[BEGIN]
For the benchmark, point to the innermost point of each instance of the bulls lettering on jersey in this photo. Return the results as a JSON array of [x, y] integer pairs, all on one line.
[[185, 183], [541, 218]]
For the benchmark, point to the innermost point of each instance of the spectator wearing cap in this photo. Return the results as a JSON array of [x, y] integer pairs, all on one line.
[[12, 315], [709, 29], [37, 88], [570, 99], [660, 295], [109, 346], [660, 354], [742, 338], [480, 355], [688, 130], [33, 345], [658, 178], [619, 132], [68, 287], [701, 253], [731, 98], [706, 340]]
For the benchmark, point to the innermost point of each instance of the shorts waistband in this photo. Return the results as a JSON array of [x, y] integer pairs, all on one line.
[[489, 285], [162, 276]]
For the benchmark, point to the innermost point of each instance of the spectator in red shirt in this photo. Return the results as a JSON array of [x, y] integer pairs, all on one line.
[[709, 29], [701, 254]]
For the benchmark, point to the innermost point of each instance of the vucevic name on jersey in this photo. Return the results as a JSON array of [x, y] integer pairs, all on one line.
[END]
Lay out every line of the listing above as a numbered list, leaving out any blank lines.

Written response -
1. For the benchmark, point to the innermost point of each instance of the bulls lettering on jersey in this photo. Return the results as a JSON array of [x, y] integer pairs, all on one line.
2. [[185, 183], [541, 218]]
3. For the benchmark, point to the innermost point of each instance of the spectator wearing cap in this photo. Return the results as a JSON array of [x, y] integer pairs, all on one line.
4. [[12, 315], [709, 29], [37, 88], [570, 99], [660, 295], [109, 346], [660, 354], [742, 338], [480, 355], [688, 130], [33, 345], [658, 178], [619, 132], [68, 287], [701, 253], [731, 98], [706, 340]]
5. For the benchmark, point to the innermost point of each instance of the shorts waistband in this photo. Return the results as a JSON array of [x, y] integer pairs, all on one line.
6. [[489, 285], [162, 276]]
7. For the benchmark, point to the innermost point of each instance of the spectator in red shirt in this photo. Return the results as a JSON array of [x, y] integer pairs, all on one line.
8. [[709, 29], [701, 254]]
9. For the benchmark, point to the innermost point of each instance of the vucevic name on jersey in this photo. Return the results as a JSON array of [x, y] integer pairs, all on one line.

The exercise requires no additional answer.